TASK TO COMPLETE:
Filter the entries, keeping every line with the string "fern".

>>>

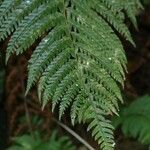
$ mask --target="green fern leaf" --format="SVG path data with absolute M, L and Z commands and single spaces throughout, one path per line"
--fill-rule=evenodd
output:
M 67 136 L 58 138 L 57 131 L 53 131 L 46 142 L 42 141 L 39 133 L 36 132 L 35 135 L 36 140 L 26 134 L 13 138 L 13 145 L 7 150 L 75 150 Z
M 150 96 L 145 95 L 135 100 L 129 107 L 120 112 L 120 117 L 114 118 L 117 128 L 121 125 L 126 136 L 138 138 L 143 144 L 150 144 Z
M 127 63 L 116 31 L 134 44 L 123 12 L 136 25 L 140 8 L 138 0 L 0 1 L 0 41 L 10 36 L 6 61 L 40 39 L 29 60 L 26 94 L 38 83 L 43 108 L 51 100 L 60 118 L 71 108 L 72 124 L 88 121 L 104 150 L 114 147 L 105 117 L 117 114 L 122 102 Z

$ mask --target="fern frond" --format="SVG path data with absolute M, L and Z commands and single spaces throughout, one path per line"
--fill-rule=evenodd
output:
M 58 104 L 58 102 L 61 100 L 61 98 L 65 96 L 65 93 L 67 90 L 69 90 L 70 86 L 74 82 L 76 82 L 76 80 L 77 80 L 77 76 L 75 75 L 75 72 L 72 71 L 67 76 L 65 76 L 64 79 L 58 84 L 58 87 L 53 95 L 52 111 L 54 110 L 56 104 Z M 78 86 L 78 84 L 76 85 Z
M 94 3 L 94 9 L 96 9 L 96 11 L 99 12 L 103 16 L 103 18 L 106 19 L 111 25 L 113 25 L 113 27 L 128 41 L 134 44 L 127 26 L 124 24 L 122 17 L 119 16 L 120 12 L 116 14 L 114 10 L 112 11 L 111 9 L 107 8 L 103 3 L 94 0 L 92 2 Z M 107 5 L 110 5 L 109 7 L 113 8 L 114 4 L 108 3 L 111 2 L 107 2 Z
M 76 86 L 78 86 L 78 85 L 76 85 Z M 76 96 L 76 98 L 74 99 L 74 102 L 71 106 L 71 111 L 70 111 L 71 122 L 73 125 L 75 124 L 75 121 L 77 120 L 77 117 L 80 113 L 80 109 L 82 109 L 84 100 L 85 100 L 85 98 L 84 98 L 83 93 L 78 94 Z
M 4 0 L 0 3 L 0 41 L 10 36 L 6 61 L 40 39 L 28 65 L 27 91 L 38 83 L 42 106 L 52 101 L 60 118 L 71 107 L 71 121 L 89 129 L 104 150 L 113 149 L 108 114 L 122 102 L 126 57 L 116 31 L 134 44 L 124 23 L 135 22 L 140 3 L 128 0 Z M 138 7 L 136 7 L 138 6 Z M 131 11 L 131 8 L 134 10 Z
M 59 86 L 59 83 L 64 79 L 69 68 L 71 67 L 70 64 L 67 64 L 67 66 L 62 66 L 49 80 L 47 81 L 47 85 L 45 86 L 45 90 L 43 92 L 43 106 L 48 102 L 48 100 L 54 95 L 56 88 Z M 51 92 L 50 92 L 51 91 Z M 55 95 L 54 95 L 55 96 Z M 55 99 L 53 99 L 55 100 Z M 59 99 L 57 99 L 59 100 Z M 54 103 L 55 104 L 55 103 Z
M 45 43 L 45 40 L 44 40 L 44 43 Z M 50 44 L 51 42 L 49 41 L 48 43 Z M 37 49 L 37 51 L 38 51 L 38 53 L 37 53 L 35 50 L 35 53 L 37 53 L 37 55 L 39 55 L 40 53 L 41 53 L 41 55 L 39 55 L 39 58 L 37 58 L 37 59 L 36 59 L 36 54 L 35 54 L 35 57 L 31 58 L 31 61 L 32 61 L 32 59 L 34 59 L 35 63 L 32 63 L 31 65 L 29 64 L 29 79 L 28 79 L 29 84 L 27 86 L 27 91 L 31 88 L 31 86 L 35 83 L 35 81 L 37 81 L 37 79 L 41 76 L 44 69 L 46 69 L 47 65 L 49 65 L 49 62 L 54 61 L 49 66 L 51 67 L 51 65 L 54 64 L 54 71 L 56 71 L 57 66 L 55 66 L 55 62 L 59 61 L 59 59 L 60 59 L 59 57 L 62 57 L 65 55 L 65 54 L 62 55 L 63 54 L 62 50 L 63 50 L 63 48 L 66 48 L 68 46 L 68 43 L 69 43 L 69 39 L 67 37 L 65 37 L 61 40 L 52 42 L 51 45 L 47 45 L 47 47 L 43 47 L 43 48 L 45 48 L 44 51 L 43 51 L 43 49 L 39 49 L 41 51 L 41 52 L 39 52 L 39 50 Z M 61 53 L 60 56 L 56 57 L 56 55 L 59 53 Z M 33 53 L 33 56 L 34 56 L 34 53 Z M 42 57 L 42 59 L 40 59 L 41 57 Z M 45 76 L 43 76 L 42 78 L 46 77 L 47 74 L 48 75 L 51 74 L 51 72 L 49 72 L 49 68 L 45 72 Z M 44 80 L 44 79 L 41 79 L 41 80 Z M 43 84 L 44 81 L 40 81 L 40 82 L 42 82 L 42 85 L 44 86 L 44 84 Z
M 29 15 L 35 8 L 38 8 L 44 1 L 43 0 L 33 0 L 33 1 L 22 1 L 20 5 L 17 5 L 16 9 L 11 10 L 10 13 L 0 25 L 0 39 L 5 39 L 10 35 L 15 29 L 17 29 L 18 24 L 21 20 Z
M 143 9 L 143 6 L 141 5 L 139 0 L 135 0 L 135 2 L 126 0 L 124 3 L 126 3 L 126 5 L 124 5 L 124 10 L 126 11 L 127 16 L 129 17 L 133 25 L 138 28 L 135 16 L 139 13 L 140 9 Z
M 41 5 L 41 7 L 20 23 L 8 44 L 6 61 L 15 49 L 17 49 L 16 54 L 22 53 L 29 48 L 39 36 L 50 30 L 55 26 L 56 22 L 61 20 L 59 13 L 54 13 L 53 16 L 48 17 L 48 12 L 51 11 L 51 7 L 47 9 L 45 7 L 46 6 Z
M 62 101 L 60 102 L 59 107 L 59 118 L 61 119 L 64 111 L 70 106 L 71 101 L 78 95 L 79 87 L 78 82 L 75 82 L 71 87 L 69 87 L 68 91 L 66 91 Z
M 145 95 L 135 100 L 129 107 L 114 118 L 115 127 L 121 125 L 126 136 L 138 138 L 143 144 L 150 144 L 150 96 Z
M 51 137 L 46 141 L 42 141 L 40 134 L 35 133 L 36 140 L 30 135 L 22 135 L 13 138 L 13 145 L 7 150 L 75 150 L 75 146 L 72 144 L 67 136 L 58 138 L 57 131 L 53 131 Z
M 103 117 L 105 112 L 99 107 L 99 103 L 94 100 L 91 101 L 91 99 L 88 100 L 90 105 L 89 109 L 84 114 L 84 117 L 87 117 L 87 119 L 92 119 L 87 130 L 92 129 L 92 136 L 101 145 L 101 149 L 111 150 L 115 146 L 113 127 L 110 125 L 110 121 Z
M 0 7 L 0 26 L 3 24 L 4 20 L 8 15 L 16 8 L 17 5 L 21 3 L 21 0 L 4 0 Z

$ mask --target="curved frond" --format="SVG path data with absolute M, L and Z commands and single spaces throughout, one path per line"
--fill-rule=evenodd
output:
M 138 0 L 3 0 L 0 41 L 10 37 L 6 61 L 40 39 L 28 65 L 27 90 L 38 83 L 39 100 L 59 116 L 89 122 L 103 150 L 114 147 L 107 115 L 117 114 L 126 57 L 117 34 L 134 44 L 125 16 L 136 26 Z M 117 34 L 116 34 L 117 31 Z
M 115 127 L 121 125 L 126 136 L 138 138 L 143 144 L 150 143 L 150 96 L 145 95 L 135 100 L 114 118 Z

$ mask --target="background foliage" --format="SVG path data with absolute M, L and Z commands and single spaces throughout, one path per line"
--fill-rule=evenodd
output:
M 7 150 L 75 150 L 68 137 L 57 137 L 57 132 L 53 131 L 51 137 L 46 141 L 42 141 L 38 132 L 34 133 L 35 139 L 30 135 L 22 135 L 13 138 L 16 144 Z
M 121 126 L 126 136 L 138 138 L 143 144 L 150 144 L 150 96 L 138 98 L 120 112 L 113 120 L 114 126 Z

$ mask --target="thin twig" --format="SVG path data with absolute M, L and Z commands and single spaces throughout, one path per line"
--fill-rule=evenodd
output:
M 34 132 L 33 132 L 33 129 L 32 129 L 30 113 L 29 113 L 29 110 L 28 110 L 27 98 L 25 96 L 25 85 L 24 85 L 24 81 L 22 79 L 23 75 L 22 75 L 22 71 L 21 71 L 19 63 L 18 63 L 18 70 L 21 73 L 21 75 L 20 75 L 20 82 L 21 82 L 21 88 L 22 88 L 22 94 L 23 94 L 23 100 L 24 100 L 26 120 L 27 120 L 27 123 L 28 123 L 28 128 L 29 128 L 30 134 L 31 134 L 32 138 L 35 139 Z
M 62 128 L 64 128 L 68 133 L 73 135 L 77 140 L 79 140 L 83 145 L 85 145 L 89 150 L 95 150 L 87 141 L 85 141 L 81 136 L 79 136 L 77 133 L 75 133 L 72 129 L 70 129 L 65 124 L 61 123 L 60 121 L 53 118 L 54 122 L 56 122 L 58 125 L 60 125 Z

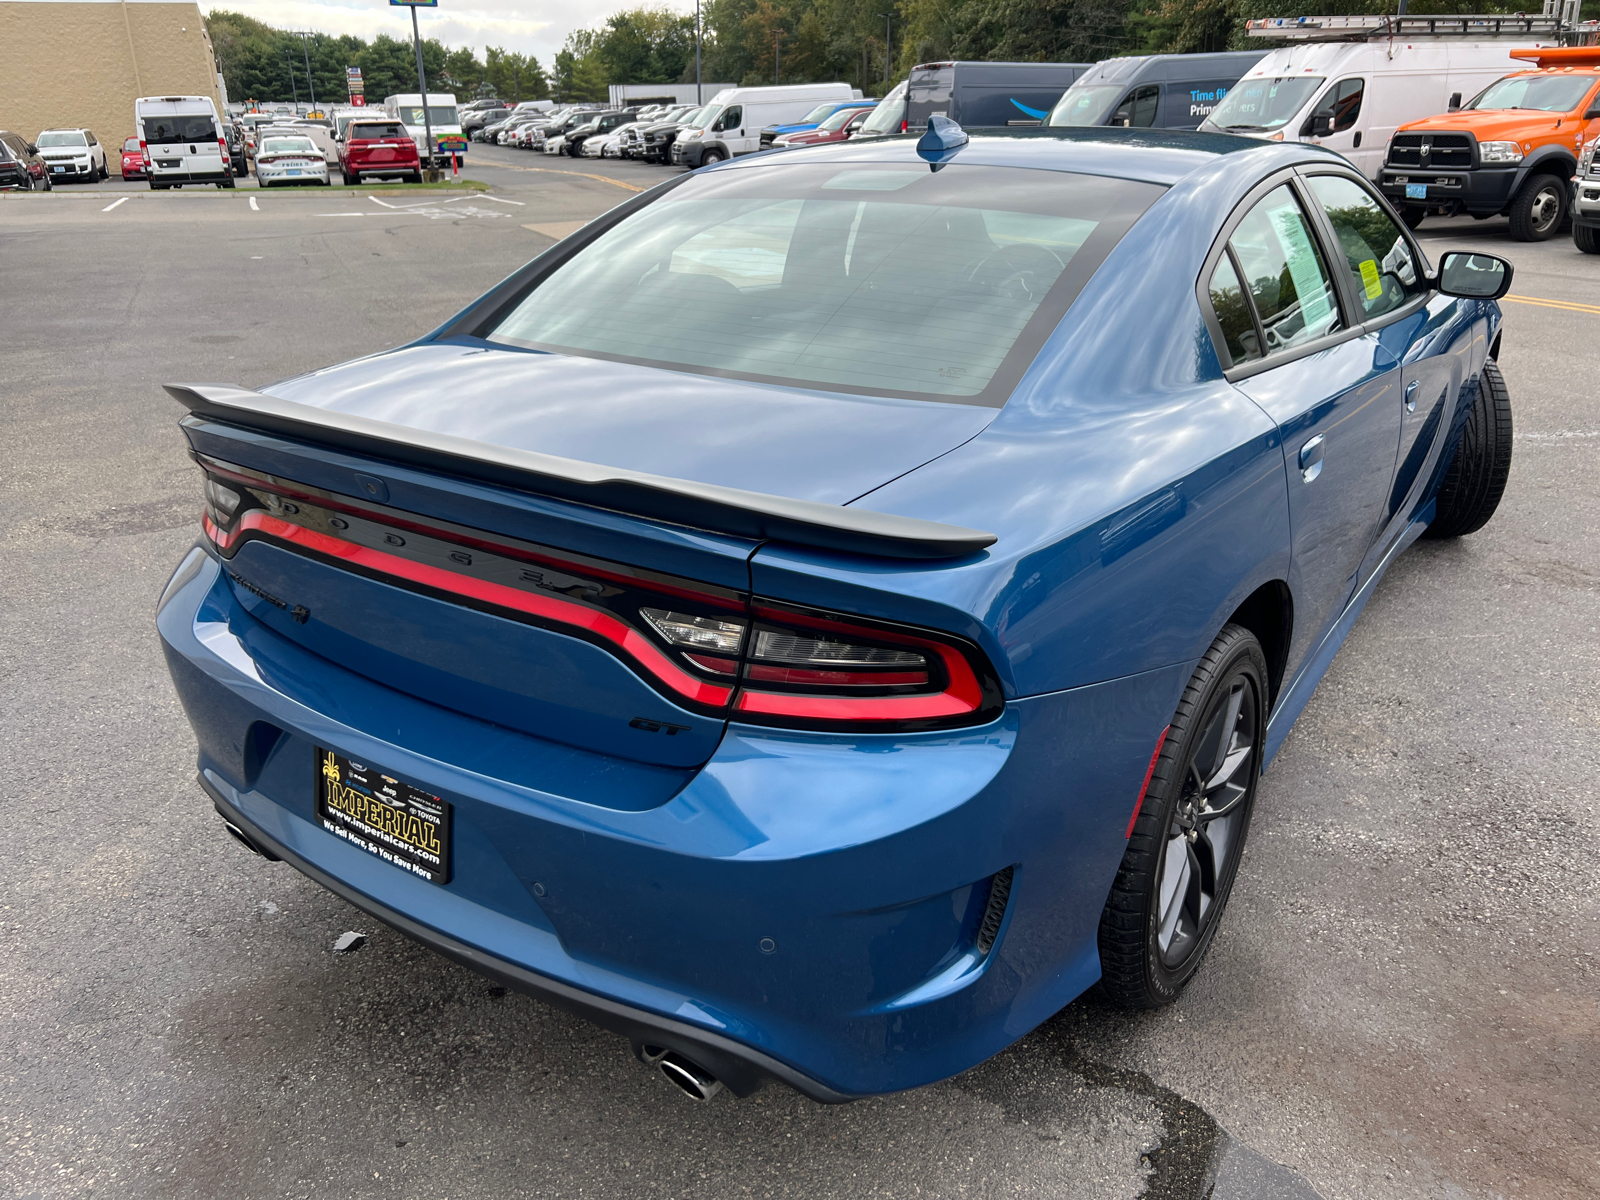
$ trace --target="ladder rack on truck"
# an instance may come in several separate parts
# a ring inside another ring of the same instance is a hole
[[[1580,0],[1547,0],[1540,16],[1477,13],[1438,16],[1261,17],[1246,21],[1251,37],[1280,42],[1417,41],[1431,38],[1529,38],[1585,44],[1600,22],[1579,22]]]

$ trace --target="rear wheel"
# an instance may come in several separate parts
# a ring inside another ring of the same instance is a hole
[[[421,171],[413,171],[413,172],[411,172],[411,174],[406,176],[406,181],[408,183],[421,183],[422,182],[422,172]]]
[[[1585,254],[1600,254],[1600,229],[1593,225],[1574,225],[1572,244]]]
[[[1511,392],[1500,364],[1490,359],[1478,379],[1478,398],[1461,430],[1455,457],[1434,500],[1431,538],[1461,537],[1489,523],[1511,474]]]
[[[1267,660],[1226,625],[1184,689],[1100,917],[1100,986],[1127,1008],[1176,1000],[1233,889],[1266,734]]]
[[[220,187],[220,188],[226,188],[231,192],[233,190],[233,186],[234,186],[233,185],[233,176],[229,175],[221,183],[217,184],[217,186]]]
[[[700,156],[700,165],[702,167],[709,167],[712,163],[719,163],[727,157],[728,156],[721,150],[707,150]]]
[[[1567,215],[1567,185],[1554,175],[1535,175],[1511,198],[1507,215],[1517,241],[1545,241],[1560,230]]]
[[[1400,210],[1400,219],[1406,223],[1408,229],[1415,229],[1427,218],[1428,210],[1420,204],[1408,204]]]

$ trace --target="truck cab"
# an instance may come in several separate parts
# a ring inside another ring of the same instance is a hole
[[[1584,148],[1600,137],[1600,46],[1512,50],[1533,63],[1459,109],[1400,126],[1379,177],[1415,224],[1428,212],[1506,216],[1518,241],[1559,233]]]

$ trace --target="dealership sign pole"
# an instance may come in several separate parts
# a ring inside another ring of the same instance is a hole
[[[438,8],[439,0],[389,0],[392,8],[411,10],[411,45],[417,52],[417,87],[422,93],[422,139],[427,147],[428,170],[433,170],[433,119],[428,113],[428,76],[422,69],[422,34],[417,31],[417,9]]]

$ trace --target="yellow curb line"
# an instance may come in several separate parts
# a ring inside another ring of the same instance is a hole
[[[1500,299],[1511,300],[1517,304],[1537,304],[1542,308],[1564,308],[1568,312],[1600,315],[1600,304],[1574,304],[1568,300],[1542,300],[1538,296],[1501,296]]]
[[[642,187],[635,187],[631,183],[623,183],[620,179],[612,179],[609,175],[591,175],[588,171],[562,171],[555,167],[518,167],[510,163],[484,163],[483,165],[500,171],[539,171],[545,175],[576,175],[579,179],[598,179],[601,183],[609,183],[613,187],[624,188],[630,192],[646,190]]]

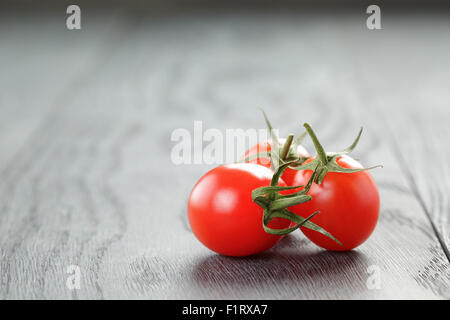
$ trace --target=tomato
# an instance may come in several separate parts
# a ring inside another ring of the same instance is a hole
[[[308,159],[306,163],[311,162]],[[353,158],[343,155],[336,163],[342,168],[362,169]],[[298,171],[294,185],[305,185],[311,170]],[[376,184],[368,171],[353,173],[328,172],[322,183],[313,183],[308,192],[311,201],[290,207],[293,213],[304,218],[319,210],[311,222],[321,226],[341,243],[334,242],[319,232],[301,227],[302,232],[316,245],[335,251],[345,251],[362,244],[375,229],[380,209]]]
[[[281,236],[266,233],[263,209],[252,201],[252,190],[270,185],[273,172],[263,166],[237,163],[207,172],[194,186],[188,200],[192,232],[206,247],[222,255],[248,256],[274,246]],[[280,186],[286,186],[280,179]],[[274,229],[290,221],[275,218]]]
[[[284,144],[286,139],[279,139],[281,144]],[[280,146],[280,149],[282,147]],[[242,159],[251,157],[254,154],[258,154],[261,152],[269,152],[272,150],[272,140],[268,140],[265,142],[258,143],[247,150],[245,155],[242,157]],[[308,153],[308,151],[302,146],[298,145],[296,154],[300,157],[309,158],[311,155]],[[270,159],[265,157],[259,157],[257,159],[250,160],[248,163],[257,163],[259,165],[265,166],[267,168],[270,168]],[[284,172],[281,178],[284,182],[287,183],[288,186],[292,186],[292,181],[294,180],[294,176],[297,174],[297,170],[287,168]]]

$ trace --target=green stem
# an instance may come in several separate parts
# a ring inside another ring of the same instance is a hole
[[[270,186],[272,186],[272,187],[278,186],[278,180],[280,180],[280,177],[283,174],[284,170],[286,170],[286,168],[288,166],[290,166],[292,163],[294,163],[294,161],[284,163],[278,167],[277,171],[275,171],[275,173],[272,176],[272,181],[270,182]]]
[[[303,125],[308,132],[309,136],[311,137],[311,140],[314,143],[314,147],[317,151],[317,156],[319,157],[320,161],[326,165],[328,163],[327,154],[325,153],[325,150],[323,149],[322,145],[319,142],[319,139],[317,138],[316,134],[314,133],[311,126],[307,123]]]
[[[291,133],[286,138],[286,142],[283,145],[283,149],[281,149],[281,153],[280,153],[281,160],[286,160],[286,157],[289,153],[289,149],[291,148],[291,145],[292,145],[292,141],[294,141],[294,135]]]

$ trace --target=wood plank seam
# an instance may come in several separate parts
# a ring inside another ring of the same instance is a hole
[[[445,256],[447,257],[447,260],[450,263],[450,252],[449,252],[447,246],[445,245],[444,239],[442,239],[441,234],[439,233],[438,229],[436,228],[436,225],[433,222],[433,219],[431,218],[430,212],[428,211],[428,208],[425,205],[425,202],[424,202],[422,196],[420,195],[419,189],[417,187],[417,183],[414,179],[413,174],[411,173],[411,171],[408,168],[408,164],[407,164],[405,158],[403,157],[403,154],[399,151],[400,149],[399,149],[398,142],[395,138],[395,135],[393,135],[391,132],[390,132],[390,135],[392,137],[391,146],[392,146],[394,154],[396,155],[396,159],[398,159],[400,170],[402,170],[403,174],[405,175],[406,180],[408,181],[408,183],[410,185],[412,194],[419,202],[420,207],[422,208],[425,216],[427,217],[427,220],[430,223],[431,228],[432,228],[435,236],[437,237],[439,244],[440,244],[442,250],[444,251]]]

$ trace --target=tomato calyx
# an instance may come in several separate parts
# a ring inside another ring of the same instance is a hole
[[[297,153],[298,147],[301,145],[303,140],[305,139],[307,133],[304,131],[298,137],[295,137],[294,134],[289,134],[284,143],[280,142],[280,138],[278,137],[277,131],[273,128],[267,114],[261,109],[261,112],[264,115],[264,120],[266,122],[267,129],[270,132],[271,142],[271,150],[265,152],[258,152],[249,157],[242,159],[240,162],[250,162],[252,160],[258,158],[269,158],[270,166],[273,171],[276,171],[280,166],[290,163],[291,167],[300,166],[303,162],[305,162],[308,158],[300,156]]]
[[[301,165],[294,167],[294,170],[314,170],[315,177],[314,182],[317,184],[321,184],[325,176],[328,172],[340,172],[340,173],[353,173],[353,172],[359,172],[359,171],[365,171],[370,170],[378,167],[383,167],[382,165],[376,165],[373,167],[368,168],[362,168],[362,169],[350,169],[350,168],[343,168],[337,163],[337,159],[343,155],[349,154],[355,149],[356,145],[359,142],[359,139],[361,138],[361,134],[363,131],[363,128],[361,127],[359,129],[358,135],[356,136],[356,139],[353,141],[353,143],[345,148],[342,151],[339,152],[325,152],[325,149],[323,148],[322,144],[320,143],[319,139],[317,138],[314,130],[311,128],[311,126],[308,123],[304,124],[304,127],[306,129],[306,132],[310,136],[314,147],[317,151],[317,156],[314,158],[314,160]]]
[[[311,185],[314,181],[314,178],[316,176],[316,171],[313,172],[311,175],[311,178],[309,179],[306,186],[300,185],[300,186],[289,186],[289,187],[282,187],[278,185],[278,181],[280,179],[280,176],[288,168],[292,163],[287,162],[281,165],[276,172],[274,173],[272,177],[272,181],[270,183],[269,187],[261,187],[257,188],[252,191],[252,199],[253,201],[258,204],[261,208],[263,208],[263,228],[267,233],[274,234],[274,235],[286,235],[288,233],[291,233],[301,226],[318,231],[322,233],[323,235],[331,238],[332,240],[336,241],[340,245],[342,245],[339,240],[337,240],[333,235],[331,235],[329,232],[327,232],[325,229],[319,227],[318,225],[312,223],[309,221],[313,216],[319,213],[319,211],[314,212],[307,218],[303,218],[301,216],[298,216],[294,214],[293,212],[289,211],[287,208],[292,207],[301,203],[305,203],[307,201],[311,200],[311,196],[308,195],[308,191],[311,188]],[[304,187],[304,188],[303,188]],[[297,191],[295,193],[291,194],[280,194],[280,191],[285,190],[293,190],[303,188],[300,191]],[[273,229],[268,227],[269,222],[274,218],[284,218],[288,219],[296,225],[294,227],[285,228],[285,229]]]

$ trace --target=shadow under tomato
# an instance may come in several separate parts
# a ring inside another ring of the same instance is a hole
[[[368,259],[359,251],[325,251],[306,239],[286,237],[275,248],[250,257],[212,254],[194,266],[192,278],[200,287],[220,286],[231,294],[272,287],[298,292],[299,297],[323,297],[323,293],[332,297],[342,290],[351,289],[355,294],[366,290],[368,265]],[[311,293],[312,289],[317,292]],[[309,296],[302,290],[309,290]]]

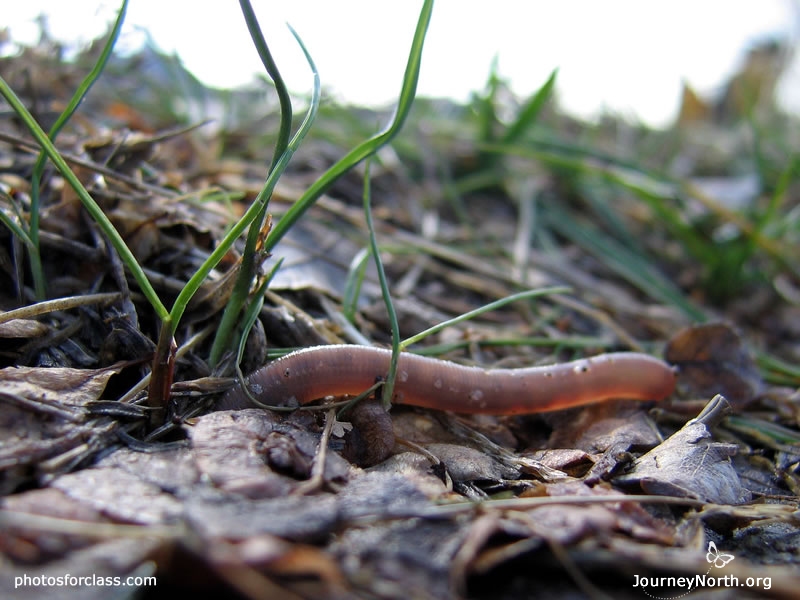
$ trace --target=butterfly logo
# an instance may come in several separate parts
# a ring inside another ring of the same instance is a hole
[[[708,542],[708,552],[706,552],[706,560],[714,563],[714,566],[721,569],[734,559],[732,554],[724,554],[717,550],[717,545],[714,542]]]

<<<

REPLY TO THE TASK:
$ mask --target="green fern leaf" --format="SVG path data with absolute M, L and Z commands and single spaces throughout, one path per line"
$ mask --target="fern frond" --format="SVG path data with absolute M, L and Z commands and single spaces throughout, one path per line"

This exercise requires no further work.